Cosa fare
(a) Stabilisci se ciascuna affermazione concorda con la riflessione sulle lettere ricevute, rispondendo sì o no e citando esattamente le parole decisive della riflessione. (i) Esistono fotografie che ritraggono insieme le due persone. (ii) Il contatto con l'altro non va mai interrotto. (iii) Il sogno svanisce senza lasciare alcuna traccia.
(b) Per favore, prosegui la riflessione sulle lettere ricevute a partire dalla sua ultima frase.

Ricevere
lettere è a volte rivivere, come un lampo, degli incontri: ecco che
ti rivedo, gli occhi, i capelli, il sorriso, le parole.
C’è
qualcosa che manca, però, sempre. Quelle mani “sorprese a cercare
le mani”, quel vivere senza timore, inconsapevole, il colloquio, le
cose dette e da dire, tutto quello che ancora avrei voluto
condividere e di cui avrei voluto parlare. Mi manca un pezzo, tutto
quello che non ho vissuto e condiviso, il tuo tempo diverso: porto,
nel cuore, nella mente, in un luogo importante dentro di me, delle
immagini e l'idea che dovunque sarai tu, dovunque sarò io, in
qualche modo c'è un filo rosso che ci lega, che la distanza
(qualunque sia) non può spezzare. Ma anche questo è un inganno:
qualcosa ci divide, una striscia nera nei volti sulle fotografie (e
insieme non ne abbiamo nemmeno), altro tempo che frastorna la mia
vita, la tua vita.
Dove
scorre la vita…. Non so. Troppe sorprese riserva, naufragi e
improvvise salvezze, un dolore che spezza il petto e la gioia
infinita che ci fa sospirare. Dove porta questo tempo? Dove ci
conduce? Di là da noi stessi o ancora di più in profondità, nella
frattura che ci fonda, nel nostro essere più vero?
Mi
perdo spesso in qualcosa che non sono io: troppi impegni, troppa vita
da gestire e il tempo che corre via senza che riesca a farlo mio. Lo
ritrovo, d'un tratto, nelle parole di lettere che arrivano da
lontano, lo afferro nella penombra mentre leggo al computer l'e-mail,
ritrovo il dove e il quando, la ragione di una scelta, il viaggio
interrotto che è diventato altro (è diventato viaggio nel mio
passato e nel mio futuro oltre me stesso, attraverso nuova vita,
attraverso vecchie voci che ritornano e ridanno ragione di una
scelta).
La
vitalità a volte manca, mi perdo in pensieri oziosi, meglio, mi
perdo nel pensiero primo, nel puro pensare che è fuga dall'essere
qui e ora. Mi manca, a volte, la vita che va, il viaggio, il mondo
che ho percorso (quanta strada, scarpe rotte e calli sui piedi) e che
ora non sempre ritrovo in visi ottusi, chiusi allo stupore, alla
meraviglia del mondo. Per fortuna solo a volte. Poi ritrovo quegli
occhi che sono quelli, l’immagine logica che mancava, il sorriso
stupito, quegli occhi, e continuo, testardo, a sperare in un mondo
migliore.
Ancora
qualcosa: continua la ricerca, questo furioso cercare, perdersi,
ritrovarsi. Non bisogna smettere mai il contatto con l'altro, lo
scambio (come nel teatro, quando ci si scambia la pelle, ci si salva
a vicenda), non smettere di scrivere. Anche in quei giorni difficili,
quando il sogno fatto continua ad essere reale ancora per qualche
attimo e si fa fatica a risintonizzarsi con la realtà. Sono sogni
strani: a volte riportano volti dimenticati del passato, a volte
annunciano insidie, consegnano paure. Lentamente si ritorna alla vita
quotidiana ed il sogno, poco a poco, svanisce. Rimane solo un alone,
come quei mal di testa che anche se vanno via persistono con una
pressione lenta, a ricordarti che torneranno.

Dati registrati

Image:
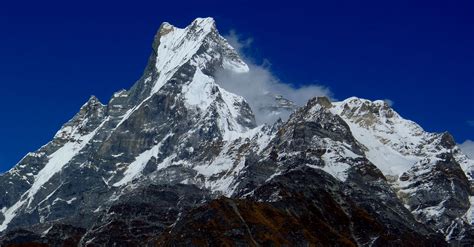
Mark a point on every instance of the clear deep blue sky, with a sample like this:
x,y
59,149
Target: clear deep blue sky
x,y
54,55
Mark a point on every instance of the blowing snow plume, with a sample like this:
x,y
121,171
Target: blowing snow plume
x,y
269,98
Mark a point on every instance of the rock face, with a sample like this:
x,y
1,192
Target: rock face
x,y
178,160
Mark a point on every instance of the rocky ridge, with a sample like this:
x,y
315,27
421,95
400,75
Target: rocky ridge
x,y
178,160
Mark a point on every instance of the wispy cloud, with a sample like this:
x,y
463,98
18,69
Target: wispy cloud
x,y
470,123
389,102
259,82
467,148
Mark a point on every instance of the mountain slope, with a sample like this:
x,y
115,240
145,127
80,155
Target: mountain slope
x,y
177,153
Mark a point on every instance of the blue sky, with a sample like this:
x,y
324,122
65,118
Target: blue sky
x,y
419,54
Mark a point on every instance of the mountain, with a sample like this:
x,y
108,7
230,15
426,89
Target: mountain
x,y
179,160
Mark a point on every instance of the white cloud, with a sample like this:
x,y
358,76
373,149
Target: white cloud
x,y
256,85
467,148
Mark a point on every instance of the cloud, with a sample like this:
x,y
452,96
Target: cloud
x,y
259,85
467,148
389,102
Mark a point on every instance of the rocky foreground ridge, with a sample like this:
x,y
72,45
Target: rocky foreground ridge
x,y
177,161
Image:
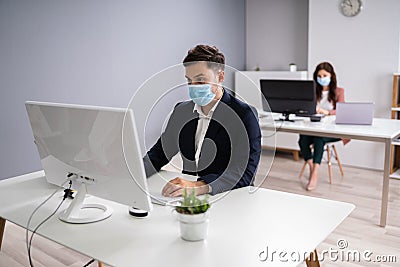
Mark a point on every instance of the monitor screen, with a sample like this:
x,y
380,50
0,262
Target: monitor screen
x,y
289,96
97,147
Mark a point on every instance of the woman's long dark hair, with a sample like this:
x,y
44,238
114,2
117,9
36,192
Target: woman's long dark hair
x,y
332,85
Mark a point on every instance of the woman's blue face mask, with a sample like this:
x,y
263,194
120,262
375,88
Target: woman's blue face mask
x,y
201,94
325,81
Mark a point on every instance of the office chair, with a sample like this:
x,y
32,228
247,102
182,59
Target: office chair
x,y
328,148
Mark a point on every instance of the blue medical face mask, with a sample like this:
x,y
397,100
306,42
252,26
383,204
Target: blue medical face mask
x,y
324,81
201,94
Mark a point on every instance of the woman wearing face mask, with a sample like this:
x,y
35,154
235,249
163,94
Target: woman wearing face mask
x,y
327,95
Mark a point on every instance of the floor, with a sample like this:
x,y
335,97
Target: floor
x,y
359,234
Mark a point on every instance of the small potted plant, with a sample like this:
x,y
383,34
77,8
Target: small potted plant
x,y
193,216
292,67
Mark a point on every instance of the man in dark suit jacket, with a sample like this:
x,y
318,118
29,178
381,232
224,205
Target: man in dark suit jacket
x,y
217,135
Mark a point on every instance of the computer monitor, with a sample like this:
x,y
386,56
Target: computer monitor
x,y
92,146
289,97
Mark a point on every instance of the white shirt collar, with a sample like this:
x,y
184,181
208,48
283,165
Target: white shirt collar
x,y
200,112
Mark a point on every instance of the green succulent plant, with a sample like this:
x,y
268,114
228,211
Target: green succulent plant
x,y
191,204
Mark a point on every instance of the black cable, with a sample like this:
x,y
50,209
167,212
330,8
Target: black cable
x,y
87,264
29,245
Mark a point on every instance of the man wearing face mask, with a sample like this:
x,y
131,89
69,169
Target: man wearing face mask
x,y
217,135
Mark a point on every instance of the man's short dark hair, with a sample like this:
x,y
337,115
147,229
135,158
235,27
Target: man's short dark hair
x,y
206,53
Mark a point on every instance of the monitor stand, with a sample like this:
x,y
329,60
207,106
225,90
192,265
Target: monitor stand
x,y
77,212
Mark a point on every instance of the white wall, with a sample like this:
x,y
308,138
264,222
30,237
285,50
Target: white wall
x,y
97,52
276,34
365,52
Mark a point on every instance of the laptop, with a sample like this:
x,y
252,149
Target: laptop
x,y
357,113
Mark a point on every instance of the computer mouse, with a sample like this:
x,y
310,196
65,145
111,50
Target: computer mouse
x,y
138,212
315,118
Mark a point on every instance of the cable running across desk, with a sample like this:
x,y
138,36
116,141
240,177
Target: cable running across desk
x,y
29,244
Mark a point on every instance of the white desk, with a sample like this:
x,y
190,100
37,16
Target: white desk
x,y
242,225
382,130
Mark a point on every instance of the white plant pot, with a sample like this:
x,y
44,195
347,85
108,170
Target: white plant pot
x,y
194,227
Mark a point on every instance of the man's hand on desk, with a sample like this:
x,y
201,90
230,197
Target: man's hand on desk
x,y
175,187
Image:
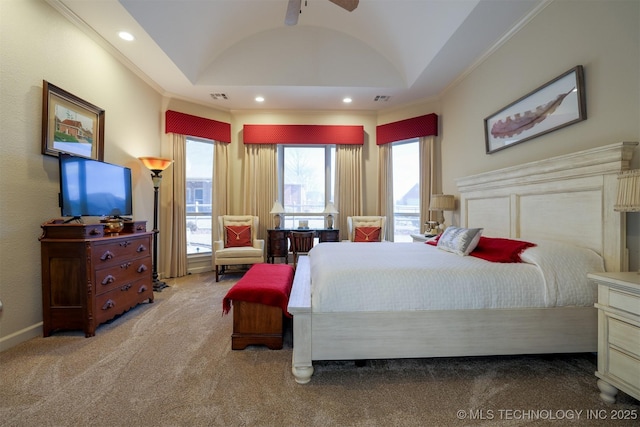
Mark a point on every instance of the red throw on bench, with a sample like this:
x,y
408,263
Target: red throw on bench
x,y
268,284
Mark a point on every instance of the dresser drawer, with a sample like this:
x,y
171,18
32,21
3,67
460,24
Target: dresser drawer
x,y
624,301
109,253
624,336
121,274
121,299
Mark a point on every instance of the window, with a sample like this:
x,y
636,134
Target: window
x,y
306,183
406,189
199,177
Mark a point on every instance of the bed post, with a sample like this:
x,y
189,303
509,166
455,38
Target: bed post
x,y
300,308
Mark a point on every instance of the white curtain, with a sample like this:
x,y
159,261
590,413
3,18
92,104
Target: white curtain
x,y
260,187
428,177
348,183
219,193
385,188
428,181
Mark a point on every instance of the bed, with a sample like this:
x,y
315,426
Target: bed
x,y
566,200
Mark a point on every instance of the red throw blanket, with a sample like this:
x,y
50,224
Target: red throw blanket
x,y
268,284
495,249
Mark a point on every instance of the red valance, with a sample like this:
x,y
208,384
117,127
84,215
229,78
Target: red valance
x,y
405,129
303,134
186,124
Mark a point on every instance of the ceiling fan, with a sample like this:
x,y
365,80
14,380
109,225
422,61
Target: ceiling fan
x,y
293,9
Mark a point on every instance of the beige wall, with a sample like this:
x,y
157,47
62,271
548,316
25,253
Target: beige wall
x,y
37,43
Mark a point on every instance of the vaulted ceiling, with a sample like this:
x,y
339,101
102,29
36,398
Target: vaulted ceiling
x,y
224,53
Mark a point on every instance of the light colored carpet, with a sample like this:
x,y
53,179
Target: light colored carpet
x,y
170,364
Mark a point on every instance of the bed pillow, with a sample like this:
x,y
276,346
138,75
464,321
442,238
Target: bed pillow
x,y
433,241
238,236
496,249
460,241
366,234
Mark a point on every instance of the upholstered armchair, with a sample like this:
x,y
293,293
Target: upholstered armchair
x,y
366,228
238,244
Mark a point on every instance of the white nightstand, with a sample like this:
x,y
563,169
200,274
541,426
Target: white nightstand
x,y
618,334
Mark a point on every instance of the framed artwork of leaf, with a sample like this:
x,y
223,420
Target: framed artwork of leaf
x,y
554,105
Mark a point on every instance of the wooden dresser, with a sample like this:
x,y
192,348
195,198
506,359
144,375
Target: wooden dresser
x,y
89,278
618,334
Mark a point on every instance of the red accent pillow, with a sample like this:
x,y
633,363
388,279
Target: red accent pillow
x,y
367,234
497,249
238,236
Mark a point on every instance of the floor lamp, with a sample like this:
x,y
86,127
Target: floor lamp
x,y
156,165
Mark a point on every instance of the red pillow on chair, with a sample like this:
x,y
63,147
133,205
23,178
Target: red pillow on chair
x,y
366,234
238,236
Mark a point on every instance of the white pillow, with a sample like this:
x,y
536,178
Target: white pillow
x,y
460,241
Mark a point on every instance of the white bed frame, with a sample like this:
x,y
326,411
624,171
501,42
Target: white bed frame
x,y
568,198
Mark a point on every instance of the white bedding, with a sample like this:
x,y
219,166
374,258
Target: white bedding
x,y
349,276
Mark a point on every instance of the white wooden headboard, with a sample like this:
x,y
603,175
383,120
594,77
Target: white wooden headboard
x,y
568,198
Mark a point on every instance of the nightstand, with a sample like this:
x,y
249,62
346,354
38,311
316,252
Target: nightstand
x,y
618,334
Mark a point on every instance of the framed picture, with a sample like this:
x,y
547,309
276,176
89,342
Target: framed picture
x,y
70,124
554,105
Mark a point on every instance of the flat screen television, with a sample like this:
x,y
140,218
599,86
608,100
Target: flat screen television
x,y
92,188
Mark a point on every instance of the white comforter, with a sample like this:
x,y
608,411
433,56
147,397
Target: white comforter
x,y
412,276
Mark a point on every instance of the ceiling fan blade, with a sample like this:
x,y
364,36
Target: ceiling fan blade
x,y
349,5
293,11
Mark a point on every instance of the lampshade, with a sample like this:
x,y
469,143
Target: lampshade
x,y
156,163
628,192
277,208
442,202
330,208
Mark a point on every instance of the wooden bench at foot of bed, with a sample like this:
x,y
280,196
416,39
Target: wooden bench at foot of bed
x,y
256,324
260,302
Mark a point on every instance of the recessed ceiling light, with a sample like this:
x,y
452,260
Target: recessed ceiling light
x,y
126,36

Risultati dell'esercizio
(a)
(i) No: «e insieme non ne abbiamo nemmeno».
(ii) Sì: «Non bisogna smettere mai il contatto con l'altro».
(iii) No: «il sogno, poco a poco, svanisce. Rimane solo un alone».

(b)
A
volte sono imperdonabile, mi perdo nel tempo, in cose oziose,
dimentico le cose più belle, il contatto con gli amici, le parole,
il conforto (niente di più importante fa l'uomo, davvero). È che a
volte mi perdo nell'inutile pensiero, nel pensiero primo, quello che
contempla se stesso e non agisce.
Il pensiero che giudica e
riflette, quello che guarda in profondità le cose, che sa ancora
stupirsi delle meraviglie del mondo, lo sguardo bambino che accarezza
il mondo, ecco, è questo pensiero secondo che cerco (ma a volte è
davvero difficile). Ma in fondo non c'è niente di nuovo: questo
continuo cercare ponti, legami tra zattere che procedono solitarie
nel mare del nord. Mi chiedo spesso cosa sarei senza gli alunni e
senza i miei figli e mia moglie.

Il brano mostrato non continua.